Requirement
Can you edit the lines between the one holding "highlight the thin" and the end of the records, inclusive, so that "thin twig" becomes "slender branch", and give only those lines back with nothing else changed?

########

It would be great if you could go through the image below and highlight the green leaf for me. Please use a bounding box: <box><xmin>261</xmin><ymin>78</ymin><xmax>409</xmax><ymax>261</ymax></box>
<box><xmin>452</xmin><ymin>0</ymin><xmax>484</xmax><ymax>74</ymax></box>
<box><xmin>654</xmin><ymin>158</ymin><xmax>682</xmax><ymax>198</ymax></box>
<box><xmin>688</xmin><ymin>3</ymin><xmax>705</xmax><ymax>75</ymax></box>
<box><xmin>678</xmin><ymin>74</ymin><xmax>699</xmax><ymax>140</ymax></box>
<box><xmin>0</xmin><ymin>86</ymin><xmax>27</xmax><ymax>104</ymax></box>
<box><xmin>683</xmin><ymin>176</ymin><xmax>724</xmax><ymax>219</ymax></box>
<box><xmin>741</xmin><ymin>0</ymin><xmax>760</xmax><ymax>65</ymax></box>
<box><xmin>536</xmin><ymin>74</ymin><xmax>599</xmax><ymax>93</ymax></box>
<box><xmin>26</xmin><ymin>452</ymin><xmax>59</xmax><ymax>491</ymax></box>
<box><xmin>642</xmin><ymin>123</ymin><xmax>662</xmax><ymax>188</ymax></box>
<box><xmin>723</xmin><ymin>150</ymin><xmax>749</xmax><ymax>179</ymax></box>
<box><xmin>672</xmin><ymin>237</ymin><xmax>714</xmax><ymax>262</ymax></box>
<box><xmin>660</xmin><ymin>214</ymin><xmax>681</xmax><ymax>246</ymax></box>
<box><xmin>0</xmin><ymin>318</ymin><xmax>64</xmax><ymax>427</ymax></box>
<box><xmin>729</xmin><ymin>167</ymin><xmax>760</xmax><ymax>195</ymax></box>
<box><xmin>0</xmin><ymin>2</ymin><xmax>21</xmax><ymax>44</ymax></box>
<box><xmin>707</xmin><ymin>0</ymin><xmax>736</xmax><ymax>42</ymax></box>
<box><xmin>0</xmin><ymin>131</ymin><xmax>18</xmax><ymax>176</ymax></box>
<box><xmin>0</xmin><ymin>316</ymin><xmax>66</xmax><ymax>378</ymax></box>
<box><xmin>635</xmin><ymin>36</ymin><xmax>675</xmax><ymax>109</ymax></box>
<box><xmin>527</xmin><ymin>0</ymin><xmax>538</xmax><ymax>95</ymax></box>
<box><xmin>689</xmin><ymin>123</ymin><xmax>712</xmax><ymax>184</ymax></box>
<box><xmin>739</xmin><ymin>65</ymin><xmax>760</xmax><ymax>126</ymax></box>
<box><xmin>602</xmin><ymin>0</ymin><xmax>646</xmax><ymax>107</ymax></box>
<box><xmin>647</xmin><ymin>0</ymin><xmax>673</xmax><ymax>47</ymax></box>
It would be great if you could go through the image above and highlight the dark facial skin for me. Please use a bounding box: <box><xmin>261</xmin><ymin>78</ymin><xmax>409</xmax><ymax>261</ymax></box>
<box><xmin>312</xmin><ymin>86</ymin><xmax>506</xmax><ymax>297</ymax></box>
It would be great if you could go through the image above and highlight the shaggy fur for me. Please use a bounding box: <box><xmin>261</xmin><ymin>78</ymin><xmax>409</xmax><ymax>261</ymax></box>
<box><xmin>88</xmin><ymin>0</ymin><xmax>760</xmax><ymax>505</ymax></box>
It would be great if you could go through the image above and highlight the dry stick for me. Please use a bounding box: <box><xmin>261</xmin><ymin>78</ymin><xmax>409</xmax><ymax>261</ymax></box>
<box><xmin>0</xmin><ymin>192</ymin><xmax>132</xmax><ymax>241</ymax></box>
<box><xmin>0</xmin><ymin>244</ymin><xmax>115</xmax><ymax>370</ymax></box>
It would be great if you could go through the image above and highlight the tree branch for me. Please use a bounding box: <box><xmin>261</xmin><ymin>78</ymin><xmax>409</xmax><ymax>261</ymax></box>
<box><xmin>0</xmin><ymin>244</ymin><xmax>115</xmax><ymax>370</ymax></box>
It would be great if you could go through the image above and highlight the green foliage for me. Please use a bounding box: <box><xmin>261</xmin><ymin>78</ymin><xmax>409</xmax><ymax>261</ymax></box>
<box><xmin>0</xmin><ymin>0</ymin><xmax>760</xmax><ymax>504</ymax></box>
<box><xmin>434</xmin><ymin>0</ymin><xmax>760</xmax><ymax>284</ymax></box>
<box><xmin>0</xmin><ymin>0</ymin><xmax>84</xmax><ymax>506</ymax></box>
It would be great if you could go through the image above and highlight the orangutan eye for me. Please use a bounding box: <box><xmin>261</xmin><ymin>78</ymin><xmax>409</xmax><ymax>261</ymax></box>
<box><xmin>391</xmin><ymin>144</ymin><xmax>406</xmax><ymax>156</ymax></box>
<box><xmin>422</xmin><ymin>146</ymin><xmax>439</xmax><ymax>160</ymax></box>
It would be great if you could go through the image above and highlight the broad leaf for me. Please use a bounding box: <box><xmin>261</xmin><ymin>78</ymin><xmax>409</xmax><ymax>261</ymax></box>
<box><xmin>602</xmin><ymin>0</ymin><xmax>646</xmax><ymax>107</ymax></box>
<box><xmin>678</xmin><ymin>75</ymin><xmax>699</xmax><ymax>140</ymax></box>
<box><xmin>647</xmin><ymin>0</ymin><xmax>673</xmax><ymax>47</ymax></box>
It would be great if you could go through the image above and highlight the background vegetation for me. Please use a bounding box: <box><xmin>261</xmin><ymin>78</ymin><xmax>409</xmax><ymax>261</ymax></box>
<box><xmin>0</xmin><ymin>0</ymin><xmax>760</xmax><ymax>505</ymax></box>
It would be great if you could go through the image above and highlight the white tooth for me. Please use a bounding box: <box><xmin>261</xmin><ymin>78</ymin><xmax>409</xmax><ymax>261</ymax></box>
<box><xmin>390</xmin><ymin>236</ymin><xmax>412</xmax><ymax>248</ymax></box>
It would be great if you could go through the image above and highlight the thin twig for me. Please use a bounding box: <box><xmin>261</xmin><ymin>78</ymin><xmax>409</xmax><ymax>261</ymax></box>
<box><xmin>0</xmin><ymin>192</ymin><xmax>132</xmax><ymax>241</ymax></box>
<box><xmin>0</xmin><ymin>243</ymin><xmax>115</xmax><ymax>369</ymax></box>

########

Answer for this exercise
It would be great if you could go through the image above and highlight the slender branch for me. Please use a bounding box: <box><xmin>261</xmin><ymin>78</ymin><xmax>409</xmax><ymax>261</ymax></box>
<box><xmin>0</xmin><ymin>192</ymin><xmax>132</xmax><ymax>241</ymax></box>
<box><xmin>0</xmin><ymin>243</ymin><xmax>115</xmax><ymax>369</ymax></box>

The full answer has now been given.